[Stored data]
━━━━━━━━━━
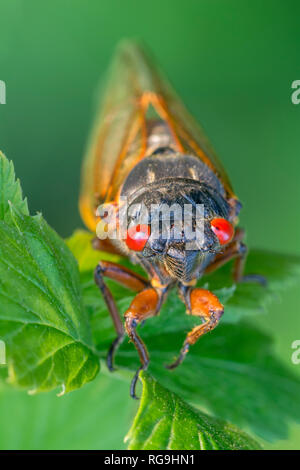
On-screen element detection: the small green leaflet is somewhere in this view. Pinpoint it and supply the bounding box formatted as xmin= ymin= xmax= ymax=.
xmin=0 ymin=154 xmax=99 ymax=392
xmin=126 ymin=372 xmax=261 ymax=450
xmin=0 ymin=151 xmax=29 ymax=220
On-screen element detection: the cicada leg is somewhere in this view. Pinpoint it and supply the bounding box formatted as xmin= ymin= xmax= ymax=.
xmin=166 ymin=286 xmax=224 ymax=369
xmin=95 ymin=261 xmax=149 ymax=371
xmin=125 ymin=287 xmax=162 ymax=398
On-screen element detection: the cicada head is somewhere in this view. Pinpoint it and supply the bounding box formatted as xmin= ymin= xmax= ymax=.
xmin=125 ymin=178 xmax=234 ymax=281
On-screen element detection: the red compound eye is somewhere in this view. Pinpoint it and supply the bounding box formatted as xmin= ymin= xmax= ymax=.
xmin=125 ymin=224 xmax=150 ymax=251
xmin=210 ymin=219 xmax=234 ymax=245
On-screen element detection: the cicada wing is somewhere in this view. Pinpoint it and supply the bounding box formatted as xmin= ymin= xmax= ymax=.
xmin=80 ymin=41 xmax=233 ymax=230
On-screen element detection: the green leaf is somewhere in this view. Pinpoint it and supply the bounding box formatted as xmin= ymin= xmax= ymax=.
xmin=126 ymin=372 xmax=261 ymax=450
xmin=0 ymin=156 xmax=99 ymax=392
xmin=67 ymin=229 xmax=300 ymax=440
xmin=66 ymin=229 xmax=121 ymax=271
xmin=0 ymin=369 xmax=137 ymax=450
xmin=0 ymin=151 xmax=29 ymax=220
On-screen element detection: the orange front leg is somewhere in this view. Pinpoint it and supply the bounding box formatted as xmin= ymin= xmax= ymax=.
xmin=95 ymin=261 xmax=149 ymax=371
xmin=125 ymin=287 xmax=162 ymax=398
xmin=167 ymin=287 xmax=224 ymax=369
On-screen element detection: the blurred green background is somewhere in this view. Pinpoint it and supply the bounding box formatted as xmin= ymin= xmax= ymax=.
xmin=0 ymin=0 xmax=300 ymax=449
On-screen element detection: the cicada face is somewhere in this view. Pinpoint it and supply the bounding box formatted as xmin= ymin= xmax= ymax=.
xmin=123 ymin=167 xmax=233 ymax=282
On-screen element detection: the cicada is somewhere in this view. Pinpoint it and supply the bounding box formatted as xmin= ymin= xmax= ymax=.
xmin=80 ymin=41 xmax=251 ymax=397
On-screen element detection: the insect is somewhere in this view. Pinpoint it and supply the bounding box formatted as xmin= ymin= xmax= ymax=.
xmin=80 ymin=41 xmax=258 ymax=397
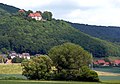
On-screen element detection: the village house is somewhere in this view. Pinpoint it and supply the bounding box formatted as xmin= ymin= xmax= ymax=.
xmin=112 ymin=60 xmax=120 ymax=66
xmin=28 ymin=13 xmax=42 ymax=20
xmin=9 ymin=51 xmax=18 ymax=59
xmin=9 ymin=51 xmax=30 ymax=59
xmin=93 ymin=59 xmax=110 ymax=66
xmin=18 ymin=9 xmax=25 ymax=13
xmin=22 ymin=53 xmax=30 ymax=59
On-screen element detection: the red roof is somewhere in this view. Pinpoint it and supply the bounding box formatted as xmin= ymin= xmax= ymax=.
xmin=19 ymin=9 xmax=25 ymax=13
xmin=98 ymin=60 xmax=105 ymax=64
xmin=114 ymin=60 xmax=120 ymax=64
xmin=105 ymin=62 xmax=110 ymax=65
xmin=28 ymin=13 xmax=41 ymax=17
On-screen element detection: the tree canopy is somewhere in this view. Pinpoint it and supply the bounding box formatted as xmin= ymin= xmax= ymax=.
xmin=48 ymin=43 xmax=99 ymax=81
xmin=21 ymin=56 xmax=52 ymax=80
xmin=49 ymin=43 xmax=92 ymax=70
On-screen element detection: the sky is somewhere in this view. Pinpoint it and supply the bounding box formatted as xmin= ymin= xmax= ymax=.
xmin=0 ymin=0 xmax=120 ymax=26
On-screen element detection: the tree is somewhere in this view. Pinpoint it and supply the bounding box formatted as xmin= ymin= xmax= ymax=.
xmin=49 ymin=43 xmax=92 ymax=71
xmin=49 ymin=43 xmax=99 ymax=81
xmin=42 ymin=11 xmax=52 ymax=21
xmin=12 ymin=57 xmax=24 ymax=63
xmin=22 ymin=56 xmax=52 ymax=80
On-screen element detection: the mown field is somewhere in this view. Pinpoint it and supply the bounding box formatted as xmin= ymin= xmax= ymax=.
xmin=0 ymin=64 xmax=120 ymax=84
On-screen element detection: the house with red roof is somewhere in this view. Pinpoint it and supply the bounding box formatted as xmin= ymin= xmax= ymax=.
xmin=98 ymin=59 xmax=105 ymax=64
xmin=112 ymin=60 xmax=120 ymax=66
xmin=28 ymin=12 xmax=42 ymax=20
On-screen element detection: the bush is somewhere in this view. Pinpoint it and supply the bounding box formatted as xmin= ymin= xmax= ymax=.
xmin=49 ymin=43 xmax=99 ymax=81
xmin=22 ymin=56 xmax=52 ymax=80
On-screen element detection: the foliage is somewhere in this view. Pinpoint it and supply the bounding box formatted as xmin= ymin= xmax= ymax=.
xmin=49 ymin=43 xmax=99 ymax=81
xmin=0 ymin=4 xmax=120 ymax=57
xmin=49 ymin=43 xmax=92 ymax=71
xmin=0 ymin=3 xmax=19 ymax=14
xmin=22 ymin=56 xmax=52 ymax=80
xmin=0 ymin=64 xmax=22 ymax=74
xmin=68 ymin=22 xmax=120 ymax=43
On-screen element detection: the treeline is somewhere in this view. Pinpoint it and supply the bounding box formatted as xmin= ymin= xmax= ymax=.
xmin=0 ymin=3 xmax=19 ymax=14
xmin=0 ymin=16 xmax=120 ymax=57
xmin=68 ymin=22 xmax=120 ymax=42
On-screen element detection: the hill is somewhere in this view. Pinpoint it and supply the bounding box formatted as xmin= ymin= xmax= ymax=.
xmin=68 ymin=22 xmax=120 ymax=42
xmin=0 ymin=16 xmax=120 ymax=57
xmin=0 ymin=3 xmax=19 ymax=14
xmin=0 ymin=5 xmax=120 ymax=57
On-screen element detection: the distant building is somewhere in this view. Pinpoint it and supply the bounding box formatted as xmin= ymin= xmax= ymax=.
xmin=112 ymin=60 xmax=120 ymax=66
xmin=9 ymin=51 xmax=30 ymax=59
xmin=22 ymin=53 xmax=30 ymax=59
xmin=9 ymin=51 xmax=18 ymax=59
xmin=28 ymin=13 xmax=42 ymax=20
xmin=18 ymin=9 xmax=25 ymax=13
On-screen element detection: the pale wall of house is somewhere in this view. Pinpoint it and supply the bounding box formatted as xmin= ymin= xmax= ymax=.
xmin=32 ymin=17 xmax=42 ymax=20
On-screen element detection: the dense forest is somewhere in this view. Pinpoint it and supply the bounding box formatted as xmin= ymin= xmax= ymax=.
xmin=68 ymin=22 xmax=120 ymax=43
xmin=0 ymin=3 xmax=120 ymax=57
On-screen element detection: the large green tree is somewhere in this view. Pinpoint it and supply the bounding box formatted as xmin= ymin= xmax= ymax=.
xmin=49 ymin=43 xmax=99 ymax=81
xmin=22 ymin=56 xmax=52 ymax=80
xmin=49 ymin=43 xmax=92 ymax=70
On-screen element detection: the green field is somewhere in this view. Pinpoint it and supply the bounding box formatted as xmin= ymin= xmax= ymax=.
xmin=0 ymin=64 xmax=120 ymax=84
xmin=0 ymin=80 xmax=120 ymax=84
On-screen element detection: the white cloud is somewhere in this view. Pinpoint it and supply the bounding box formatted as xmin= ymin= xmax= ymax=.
xmin=0 ymin=0 xmax=120 ymax=26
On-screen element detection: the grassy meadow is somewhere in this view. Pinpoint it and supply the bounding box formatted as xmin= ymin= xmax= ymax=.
xmin=0 ymin=64 xmax=120 ymax=84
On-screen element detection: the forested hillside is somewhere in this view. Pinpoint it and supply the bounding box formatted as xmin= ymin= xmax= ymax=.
xmin=70 ymin=23 xmax=120 ymax=42
xmin=0 ymin=3 xmax=120 ymax=57
xmin=0 ymin=16 xmax=120 ymax=57
xmin=0 ymin=3 xmax=19 ymax=14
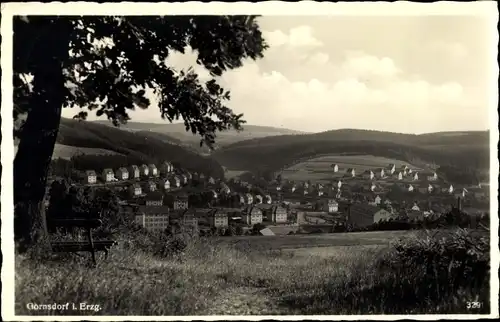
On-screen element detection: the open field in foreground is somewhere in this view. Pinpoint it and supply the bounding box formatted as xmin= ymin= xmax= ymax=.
xmin=52 ymin=143 xmax=123 ymax=160
xmin=283 ymin=155 xmax=422 ymax=181
xmin=15 ymin=232 xmax=489 ymax=315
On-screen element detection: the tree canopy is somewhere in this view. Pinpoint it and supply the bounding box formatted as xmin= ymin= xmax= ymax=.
xmin=13 ymin=16 xmax=267 ymax=250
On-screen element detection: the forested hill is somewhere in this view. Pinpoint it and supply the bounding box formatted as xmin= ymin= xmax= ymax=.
xmin=57 ymin=118 xmax=224 ymax=177
xmin=213 ymin=130 xmax=489 ymax=179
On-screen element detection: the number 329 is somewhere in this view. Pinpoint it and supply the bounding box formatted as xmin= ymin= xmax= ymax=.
xmin=467 ymin=302 xmax=483 ymax=310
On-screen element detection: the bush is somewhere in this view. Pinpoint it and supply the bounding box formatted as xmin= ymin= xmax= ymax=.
xmin=375 ymin=229 xmax=490 ymax=313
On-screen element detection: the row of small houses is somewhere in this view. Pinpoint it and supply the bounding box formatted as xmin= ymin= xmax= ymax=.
xmin=332 ymin=163 xmax=438 ymax=181
xmin=85 ymin=161 xmax=174 ymax=184
xmin=135 ymin=199 xmax=288 ymax=230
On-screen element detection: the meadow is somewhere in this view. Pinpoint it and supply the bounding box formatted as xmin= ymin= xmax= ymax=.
xmin=15 ymin=230 xmax=489 ymax=315
xmin=283 ymin=155 xmax=422 ymax=182
xmin=52 ymin=143 xmax=120 ymax=160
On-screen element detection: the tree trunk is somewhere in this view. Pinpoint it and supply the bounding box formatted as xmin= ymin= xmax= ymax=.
xmin=14 ymin=17 xmax=71 ymax=252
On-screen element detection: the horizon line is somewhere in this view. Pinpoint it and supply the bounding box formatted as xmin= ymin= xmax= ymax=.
xmin=83 ymin=117 xmax=491 ymax=135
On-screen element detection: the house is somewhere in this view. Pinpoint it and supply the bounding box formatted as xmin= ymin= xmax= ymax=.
xmin=243 ymin=206 xmax=262 ymax=226
xmin=455 ymin=188 xmax=469 ymax=198
xmin=148 ymin=163 xmax=159 ymax=177
xmin=219 ymin=182 xmax=231 ymax=195
xmin=271 ymin=206 xmax=288 ymax=224
xmin=363 ymin=170 xmax=375 ymax=180
xmin=146 ymin=181 xmax=157 ymax=192
xmin=128 ymin=165 xmax=141 ymax=179
xmin=161 ymin=179 xmax=174 ymax=191
xmin=139 ymin=164 xmax=149 ymax=177
xmin=209 ymin=209 xmax=229 ymax=228
xmin=181 ymin=209 xmax=198 ymax=231
xmin=173 ymin=196 xmax=189 ymax=210
xmin=116 ymin=167 xmax=128 ymax=180
xmin=406 ymin=208 xmax=425 ymax=221
xmin=245 ymin=193 xmax=253 ymax=205
xmin=102 ymin=168 xmax=115 ymax=182
xmin=145 ymin=191 xmax=163 ymax=206
xmin=427 ymin=172 xmax=438 ymax=181
xmin=160 ymin=161 xmax=174 ymax=174
xmin=179 ymin=174 xmax=189 ymax=185
xmin=129 ymin=183 xmax=142 ymax=197
xmin=135 ymin=206 xmax=170 ymax=231
xmin=326 ymin=199 xmax=339 ymax=212
xmin=347 ymin=204 xmax=392 ymax=228
xmin=85 ymin=170 xmax=97 ymax=184
xmin=167 ymin=176 xmax=181 ymax=189
xmin=375 ymin=168 xmax=385 ymax=179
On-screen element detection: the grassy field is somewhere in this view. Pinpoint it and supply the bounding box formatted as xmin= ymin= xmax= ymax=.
xmin=283 ymin=155 xmax=422 ymax=181
xmin=52 ymin=143 xmax=120 ymax=160
xmin=15 ymin=228 xmax=489 ymax=315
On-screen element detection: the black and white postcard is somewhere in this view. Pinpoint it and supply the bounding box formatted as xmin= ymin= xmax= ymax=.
xmin=1 ymin=1 xmax=499 ymax=321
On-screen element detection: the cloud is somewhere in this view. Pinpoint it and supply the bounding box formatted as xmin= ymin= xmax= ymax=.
xmin=263 ymin=26 xmax=323 ymax=47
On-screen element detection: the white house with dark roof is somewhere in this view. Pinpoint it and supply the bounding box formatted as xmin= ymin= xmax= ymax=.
xmin=116 ymin=167 xmax=129 ymax=180
xmin=148 ymin=163 xmax=160 ymax=177
xmin=160 ymin=161 xmax=174 ymax=174
xmin=102 ymin=168 xmax=115 ymax=182
xmin=168 ymin=176 xmax=181 ymax=189
xmin=161 ymin=178 xmax=174 ymax=191
xmin=129 ymin=183 xmax=142 ymax=197
xmin=146 ymin=181 xmax=157 ymax=192
xmin=363 ymin=170 xmax=375 ymax=180
xmin=139 ymin=164 xmax=149 ymax=177
xmin=128 ymin=165 xmax=141 ymax=179
xmin=85 ymin=170 xmax=97 ymax=184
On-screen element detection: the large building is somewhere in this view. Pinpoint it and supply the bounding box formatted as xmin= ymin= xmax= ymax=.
xmin=209 ymin=209 xmax=229 ymax=228
xmin=135 ymin=206 xmax=169 ymax=231
xmin=145 ymin=191 xmax=163 ymax=206
xmin=242 ymin=206 xmax=262 ymax=226
xmin=85 ymin=170 xmax=97 ymax=184
xmin=347 ymin=204 xmax=392 ymax=228
xmin=116 ymin=167 xmax=129 ymax=180
xmin=102 ymin=169 xmax=115 ymax=182
xmin=128 ymin=165 xmax=141 ymax=179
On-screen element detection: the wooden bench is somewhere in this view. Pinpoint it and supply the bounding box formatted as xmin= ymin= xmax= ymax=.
xmin=47 ymin=218 xmax=117 ymax=265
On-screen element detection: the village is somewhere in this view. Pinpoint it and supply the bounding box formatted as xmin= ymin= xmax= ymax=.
xmin=44 ymin=161 xmax=488 ymax=235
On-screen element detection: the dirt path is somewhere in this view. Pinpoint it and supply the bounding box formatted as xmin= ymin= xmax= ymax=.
xmin=202 ymin=287 xmax=287 ymax=315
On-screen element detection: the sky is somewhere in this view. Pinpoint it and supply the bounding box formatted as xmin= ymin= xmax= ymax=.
xmin=63 ymin=15 xmax=496 ymax=134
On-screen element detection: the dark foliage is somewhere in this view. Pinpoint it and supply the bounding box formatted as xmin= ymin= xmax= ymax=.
xmin=13 ymin=16 xmax=267 ymax=252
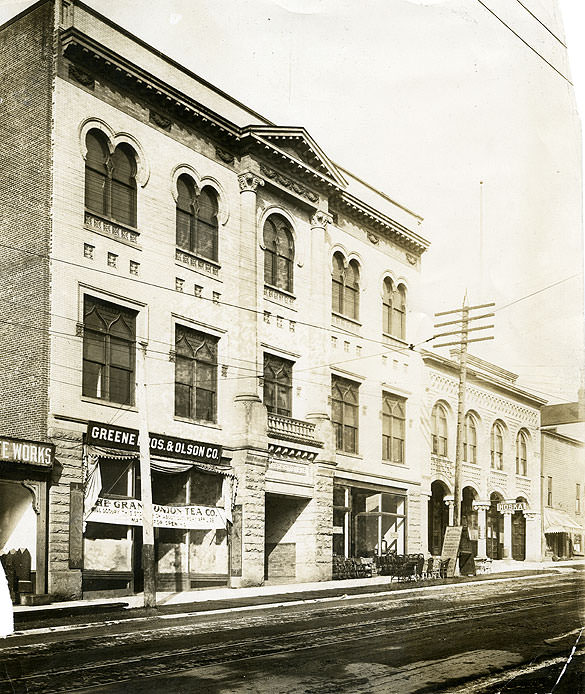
━━━━━━━━━━
Rewrite the part that opens with the line containing "On-screen element detection: the green field" and closes with the line containing "xmin=0 ymin=80 xmax=120 ymax=84", replacing "green field" with "grassy field" and changing nothing else.

On-screen element detection: the grassy field is somewhere in this view. Pinpoint it and supply the bounding box formatted as xmin= ymin= xmax= ymax=.
xmin=0 ymin=64 xmax=120 ymax=84
xmin=0 ymin=80 xmax=120 ymax=84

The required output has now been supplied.